◆ **GIVEN PASSAGE**:
· · · ·

Some examples are below.

ggplot

Here is an example of using the utility function, r rdl(geom_who()), with a plot of a CPP subject's height vs. age, plotting the default of WHO bands at centiles 1, 5, 25, 50, 75, 95, 99:

library(ggplot2)
ggplot(data = subset(cpp, subjid == 8), aes(x = agedays, y = htcm)) +
  geom_who(x_seq = seq(0, 2600, by = 10), y_var = "htcm") +
  geom_point() +
  theme_bw()

lattice

This example of uses r rdl(panel.who()) to superpose the WHO growth standard with a plot of a CPP subject's height vs. age, with WHO bands at z-scores -3, -2, -1, 0, 1, 2, 3:

xyplot(wtkg ~ agedays, data = subset(cpp, subjid == 8),
  panel = function(x, y, ...) {
    panel.who(x = seq(0, 2600, by = 10),
      sex = "Male", y_var = "wtkg", p = pnorm(-3:0) * 100)
    panel.xyplot(x, y, ...)
  },
  ylim = c(0, 39),
  col = "black")

rbokeh

Here's an example plotting the same plot as the lattice plot, transforming agedays to age in years and taking advantage of several of rbokeh's interactive features, such as hover and zoom/pan.

library(rbokeh)
figure(xlab = "Age (years)", ylab = "wtkg") %>%
  ly_who(x = seq(0, 2600, by = 10), y_var = "wtkg",
    sex = "Male", x_trans = days2years) %>%
  ly_points(days2years(agedays), wtkg,
    data = subset(cpp, subjid == 8), col = "black",
    hover = c(agedays, wtkg, lencm, htcm, bmi, geniq, sysbp, diabp))

· · · ·

◆ **INFORMATION**:

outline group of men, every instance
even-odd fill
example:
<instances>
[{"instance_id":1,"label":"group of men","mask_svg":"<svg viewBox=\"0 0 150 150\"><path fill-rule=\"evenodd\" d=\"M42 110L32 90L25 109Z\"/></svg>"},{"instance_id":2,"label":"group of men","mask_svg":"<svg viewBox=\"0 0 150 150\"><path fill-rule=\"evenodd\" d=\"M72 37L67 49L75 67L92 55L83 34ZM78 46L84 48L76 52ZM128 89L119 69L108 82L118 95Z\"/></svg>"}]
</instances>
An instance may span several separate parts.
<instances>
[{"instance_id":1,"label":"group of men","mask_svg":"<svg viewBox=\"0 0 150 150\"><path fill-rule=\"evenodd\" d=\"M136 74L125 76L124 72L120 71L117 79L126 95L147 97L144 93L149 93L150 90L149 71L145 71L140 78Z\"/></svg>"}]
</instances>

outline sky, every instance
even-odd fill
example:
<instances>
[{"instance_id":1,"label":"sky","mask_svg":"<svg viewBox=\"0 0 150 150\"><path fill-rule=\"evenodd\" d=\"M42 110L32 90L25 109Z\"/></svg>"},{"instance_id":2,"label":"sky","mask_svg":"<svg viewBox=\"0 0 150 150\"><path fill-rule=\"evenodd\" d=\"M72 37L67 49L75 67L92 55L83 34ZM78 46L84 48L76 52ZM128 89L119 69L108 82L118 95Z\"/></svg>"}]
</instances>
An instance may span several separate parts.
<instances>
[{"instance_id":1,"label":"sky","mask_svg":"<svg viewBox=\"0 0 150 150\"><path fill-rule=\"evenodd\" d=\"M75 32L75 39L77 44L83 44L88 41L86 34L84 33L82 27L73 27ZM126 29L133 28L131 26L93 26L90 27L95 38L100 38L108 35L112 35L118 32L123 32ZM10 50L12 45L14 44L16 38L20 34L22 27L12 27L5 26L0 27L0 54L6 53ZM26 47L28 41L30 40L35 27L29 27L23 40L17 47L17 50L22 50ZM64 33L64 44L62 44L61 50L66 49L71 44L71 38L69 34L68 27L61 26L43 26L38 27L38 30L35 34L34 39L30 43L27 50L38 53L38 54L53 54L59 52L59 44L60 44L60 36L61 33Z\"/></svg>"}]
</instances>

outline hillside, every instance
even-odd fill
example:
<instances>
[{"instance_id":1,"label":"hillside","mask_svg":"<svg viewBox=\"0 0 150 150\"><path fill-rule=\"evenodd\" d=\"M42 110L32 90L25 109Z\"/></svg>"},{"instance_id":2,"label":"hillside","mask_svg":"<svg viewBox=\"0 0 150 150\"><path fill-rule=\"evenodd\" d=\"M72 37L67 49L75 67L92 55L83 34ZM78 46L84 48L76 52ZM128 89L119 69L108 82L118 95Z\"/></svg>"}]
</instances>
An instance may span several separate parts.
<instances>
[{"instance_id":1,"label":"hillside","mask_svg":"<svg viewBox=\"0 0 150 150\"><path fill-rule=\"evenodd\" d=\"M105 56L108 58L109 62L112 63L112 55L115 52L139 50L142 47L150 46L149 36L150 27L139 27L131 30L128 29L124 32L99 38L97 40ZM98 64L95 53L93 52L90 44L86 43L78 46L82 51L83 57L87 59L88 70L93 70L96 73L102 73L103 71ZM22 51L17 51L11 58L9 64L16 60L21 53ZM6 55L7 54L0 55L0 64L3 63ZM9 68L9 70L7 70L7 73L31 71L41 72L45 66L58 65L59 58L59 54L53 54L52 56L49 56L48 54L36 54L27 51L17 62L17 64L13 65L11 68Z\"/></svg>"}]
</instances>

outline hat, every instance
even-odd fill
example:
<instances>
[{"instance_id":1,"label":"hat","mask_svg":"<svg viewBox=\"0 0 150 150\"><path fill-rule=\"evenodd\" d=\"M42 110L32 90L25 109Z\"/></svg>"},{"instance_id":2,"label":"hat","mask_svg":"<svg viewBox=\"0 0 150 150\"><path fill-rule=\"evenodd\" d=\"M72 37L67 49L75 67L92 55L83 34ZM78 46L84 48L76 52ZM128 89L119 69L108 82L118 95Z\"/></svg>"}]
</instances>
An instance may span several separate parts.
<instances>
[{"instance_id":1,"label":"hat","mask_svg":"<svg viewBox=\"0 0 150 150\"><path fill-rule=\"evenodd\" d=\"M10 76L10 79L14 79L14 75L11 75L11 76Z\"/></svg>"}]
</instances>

· · · ·

◆ **WORK TO BE COMPLETED**: Pick up the R examples for drawing WHO growth bands above and carry them on from the point where they stop.

◆ **RESPONSE TO THE EXERCISE**:
Look at Male birth lengths superposed on the INTERGROWTH birth standard:

# first we need just 1 record per subject with subject-level data
cppsubj <- get_subject_data(cpp)
figure(xlab = "Gestational Age at Birth (days)", ylab = "Birth Length (cm)") %>%
  ly_igb(gagebrth = 250:310, var = "lencm", sex = "Male") %>%
  ly_points(jitter(gagebrth), birthlen, data = subset(cppsubj, sex == "Male"),
    color = "black")

Plot INTERGROWTH prenatal growth standard bands at z=1,2,3 for prenatal head circumference

figure(xlab = "Gestational Age (days)",
  ylab = "Head Circumference (cm)") %>%
    ly_igfet(gagedays = 98:280, var = "hccm", p = pnorm(-3:0) * 100)

In a future section we will see a utility plot function that plots a subject's fitted growth trajectory and makes use of these plot utilities.

Simple Exploration

Several functions are available for making simple interactive exploratory plots via the rbokeh package, and many more are planned.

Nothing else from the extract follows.